[Dataset entries]

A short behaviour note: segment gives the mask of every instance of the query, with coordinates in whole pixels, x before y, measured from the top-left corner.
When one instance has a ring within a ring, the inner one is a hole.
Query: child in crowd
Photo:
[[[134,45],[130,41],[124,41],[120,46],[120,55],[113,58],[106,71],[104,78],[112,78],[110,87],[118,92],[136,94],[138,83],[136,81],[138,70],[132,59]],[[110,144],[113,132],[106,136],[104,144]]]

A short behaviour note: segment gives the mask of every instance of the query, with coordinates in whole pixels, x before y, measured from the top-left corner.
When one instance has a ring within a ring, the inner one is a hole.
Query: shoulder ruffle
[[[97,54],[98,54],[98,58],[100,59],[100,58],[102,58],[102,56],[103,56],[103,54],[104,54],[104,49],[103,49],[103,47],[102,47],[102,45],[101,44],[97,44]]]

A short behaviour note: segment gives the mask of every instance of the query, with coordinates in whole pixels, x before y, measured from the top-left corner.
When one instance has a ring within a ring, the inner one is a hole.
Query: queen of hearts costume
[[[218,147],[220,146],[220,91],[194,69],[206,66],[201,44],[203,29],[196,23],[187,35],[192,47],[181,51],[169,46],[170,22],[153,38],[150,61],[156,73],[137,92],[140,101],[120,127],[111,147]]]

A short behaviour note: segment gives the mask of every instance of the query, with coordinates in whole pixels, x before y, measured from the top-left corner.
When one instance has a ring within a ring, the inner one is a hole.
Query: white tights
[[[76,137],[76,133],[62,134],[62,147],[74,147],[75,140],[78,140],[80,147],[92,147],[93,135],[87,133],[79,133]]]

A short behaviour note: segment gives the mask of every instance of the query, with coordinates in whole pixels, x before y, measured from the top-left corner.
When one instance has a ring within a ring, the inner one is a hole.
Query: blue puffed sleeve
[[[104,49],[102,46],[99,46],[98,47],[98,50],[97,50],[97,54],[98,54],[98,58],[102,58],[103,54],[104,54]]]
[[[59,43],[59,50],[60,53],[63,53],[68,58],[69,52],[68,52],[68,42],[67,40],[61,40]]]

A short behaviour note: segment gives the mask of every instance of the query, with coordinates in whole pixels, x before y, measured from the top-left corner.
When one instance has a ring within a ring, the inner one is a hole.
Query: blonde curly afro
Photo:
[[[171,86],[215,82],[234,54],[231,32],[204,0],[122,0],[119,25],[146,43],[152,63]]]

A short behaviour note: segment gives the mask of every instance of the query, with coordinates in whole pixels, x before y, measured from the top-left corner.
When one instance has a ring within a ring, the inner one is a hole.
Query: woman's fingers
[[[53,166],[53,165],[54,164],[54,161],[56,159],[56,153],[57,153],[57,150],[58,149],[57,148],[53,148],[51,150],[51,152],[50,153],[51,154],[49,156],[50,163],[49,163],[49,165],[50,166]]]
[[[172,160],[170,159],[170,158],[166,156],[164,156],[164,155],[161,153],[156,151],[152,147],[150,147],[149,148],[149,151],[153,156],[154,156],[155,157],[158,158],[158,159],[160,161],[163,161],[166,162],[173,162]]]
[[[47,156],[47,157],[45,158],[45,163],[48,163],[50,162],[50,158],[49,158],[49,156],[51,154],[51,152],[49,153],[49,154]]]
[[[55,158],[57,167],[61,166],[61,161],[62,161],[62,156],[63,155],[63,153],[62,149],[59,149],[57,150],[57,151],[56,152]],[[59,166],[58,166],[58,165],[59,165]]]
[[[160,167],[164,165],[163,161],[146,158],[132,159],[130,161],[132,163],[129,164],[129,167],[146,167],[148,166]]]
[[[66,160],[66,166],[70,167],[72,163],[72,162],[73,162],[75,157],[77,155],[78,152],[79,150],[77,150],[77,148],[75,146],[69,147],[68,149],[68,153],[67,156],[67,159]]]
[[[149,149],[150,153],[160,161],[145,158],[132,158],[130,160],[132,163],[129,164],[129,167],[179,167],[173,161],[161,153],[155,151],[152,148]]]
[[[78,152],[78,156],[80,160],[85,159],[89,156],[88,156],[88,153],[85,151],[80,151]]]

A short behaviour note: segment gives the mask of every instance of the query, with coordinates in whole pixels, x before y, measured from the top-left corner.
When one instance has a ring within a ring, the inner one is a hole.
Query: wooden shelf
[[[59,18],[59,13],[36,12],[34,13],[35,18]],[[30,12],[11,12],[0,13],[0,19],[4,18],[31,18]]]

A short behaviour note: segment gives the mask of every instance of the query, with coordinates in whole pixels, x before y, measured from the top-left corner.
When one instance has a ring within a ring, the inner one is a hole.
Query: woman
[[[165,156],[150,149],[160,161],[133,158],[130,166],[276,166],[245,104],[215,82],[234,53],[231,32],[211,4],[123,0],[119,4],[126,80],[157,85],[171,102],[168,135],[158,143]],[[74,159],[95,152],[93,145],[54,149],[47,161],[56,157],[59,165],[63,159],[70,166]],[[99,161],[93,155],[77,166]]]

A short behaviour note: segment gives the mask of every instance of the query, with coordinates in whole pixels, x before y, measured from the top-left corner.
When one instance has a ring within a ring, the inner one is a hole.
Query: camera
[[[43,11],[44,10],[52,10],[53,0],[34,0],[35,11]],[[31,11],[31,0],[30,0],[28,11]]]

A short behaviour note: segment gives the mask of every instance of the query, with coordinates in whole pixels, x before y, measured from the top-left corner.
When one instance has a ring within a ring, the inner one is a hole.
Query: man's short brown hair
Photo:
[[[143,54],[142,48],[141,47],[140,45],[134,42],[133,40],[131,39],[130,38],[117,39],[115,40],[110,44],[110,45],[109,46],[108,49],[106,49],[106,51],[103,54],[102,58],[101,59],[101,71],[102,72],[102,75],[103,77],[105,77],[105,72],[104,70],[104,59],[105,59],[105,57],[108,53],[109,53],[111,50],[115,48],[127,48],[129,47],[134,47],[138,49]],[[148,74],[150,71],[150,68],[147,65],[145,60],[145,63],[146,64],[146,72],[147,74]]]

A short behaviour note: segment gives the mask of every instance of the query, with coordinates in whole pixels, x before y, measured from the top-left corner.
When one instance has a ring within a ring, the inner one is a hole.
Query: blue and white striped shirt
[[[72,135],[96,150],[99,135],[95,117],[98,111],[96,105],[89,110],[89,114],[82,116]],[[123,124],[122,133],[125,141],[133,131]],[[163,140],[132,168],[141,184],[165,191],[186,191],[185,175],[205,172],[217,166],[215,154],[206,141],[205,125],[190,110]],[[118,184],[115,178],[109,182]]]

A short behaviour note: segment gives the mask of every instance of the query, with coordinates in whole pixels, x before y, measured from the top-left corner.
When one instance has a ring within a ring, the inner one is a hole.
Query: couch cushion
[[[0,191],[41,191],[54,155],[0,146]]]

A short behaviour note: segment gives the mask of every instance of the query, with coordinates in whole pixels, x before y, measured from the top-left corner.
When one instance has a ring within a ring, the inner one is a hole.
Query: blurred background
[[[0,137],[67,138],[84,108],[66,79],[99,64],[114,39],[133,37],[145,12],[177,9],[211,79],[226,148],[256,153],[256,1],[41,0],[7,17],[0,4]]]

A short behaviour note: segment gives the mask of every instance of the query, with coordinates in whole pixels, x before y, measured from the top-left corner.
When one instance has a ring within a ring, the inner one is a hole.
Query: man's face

▶ **WHAT THE TASK REQUIRES**: Find every line of the data above that contains the string "blue", and copy each such line.

▶ **FINAL RESULT**:
Query: blue puffed sleeve
Query: blue and white striped shirt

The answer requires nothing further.